* [Directions for this task]: After dropping the pictures, give again exactly the lines of the data from its first line through the line with "rough mask: <svg", which is included as well.
Dataset content Block Start
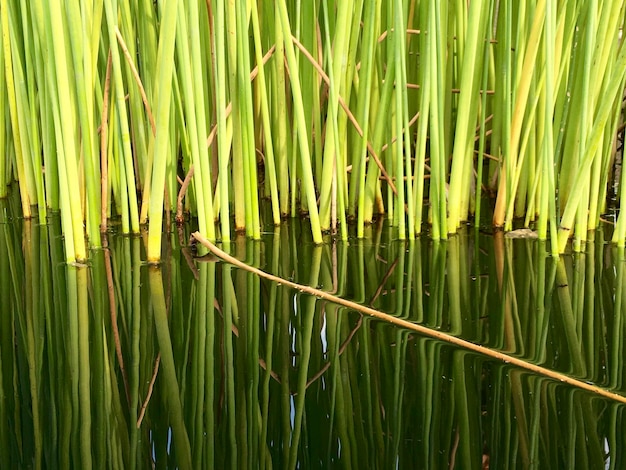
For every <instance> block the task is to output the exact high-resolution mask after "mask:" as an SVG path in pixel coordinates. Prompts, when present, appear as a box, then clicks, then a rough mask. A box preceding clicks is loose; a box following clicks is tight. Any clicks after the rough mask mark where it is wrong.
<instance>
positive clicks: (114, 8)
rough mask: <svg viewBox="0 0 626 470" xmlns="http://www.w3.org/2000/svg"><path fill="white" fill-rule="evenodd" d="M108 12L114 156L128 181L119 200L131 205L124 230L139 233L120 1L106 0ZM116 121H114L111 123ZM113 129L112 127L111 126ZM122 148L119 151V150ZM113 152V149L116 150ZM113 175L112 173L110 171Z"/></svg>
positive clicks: (104, 2) (127, 207)
mask: <svg viewBox="0 0 626 470" xmlns="http://www.w3.org/2000/svg"><path fill="white" fill-rule="evenodd" d="M104 9H105V14H106V23H107V30H108V37H109V44H110V45H111V48H110V52H111V63H112V70H113V93H114V96H115V105H114V106H112V107H111V110H112V112H113V111H114V110H115V116H116V121H117V122H118V126H119V129H118V133H116V134H117V135H118V138H117V139H116V140H118V142H117V144H116V146H115V147H116V150H114V155H116V156H117V157H118V158H117V159H118V171H119V175H120V180H121V181H122V182H123V180H124V179H125V180H126V184H125V185H123V186H120V187H119V188H118V192H119V197H121V198H122V199H123V200H124V201H125V202H124V204H125V205H126V204H128V205H127V210H125V211H124V212H123V213H122V231H123V232H124V233H131V232H132V233H138V232H139V209H138V204H137V196H136V193H135V187H134V182H135V172H134V169H133V155H132V149H131V145H130V130H129V126H128V116H127V110H126V96H125V91H124V90H125V88H124V81H123V77H122V65H121V60H120V55H119V51H118V49H117V47H116V46H115V45H116V44H117V38H116V34H115V30H116V28H117V1H116V0H104ZM113 122H114V121H113V120H111V123H113ZM111 128H112V126H111ZM118 147H119V150H120V151H119V152H118V151H117V148H118ZM112 150H113V149H112ZM109 173H110V174H111V172H109Z"/></svg>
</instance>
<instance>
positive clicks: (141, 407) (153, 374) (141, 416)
mask: <svg viewBox="0 0 626 470" xmlns="http://www.w3.org/2000/svg"><path fill="white" fill-rule="evenodd" d="M160 363H161V353H159V355H158V356H157V358H156V361H154V372H152V379H151V380H150V385H148V395H147V396H146V399H145V400H144V402H143V404H142V405H141V411H140V412H139V417H138V418H137V429H139V426H141V422H142V421H143V417H144V415H145V414H146V408H148V403H149V402H150V398H151V397H152V391H153V390H154V382H156V376H157V374H158V372H159V364H160Z"/></svg>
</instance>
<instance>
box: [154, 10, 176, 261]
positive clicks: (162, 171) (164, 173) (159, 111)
mask: <svg viewBox="0 0 626 470" xmlns="http://www.w3.org/2000/svg"><path fill="white" fill-rule="evenodd" d="M177 7H178V0H167V1H166V2H165V5H164V7H163V19H162V22H161V32H160V37H159V53H158V56H157V76H158V87H159V88H158V93H157V94H156V96H157V105H156V117H155V122H156V128H157V131H156V137H155V139H154V148H153V150H154V157H153V168H152V187H151V190H150V194H151V196H150V212H149V217H150V225H149V227H148V261H149V262H158V261H159V260H160V259H161V232H162V230H163V209H164V205H163V202H164V201H163V196H164V194H163V192H164V189H165V176H166V170H167V158H168V154H169V152H168V150H169V139H170V132H169V127H170V102H171V98H172V75H173V69H174V42H175V41H174V40H175V38H176V17H177V10H178V8H177Z"/></svg>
Dataset content Block End
* [Answer area]:
For every <instance> block the task is to output the exact high-resolution mask after "mask:" as an SVG path in pixel coordinates. Prompts, when present, appear as a box, then clicks, then a rough mask. A box preceding clicks is loose; a box following clicks is tight. Any clicks after the rough mask mark where it is wrong.
<instance>
positive clicks: (114, 8)
rough mask: <svg viewBox="0 0 626 470" xmlns="http://www.w3.org/2000/svg"><path fill="white" fill-rule="evenodd" d="M108 12L114 156L128 181L119 200L131 205L124 230L139 233L120 1L106 0ZM116 121H114L111 123ZM113 129L112 127L111 126ZM122 148L119 151V150ZM113 152V149L116 150ZM113 175L112 173L110 171Z"/></svg>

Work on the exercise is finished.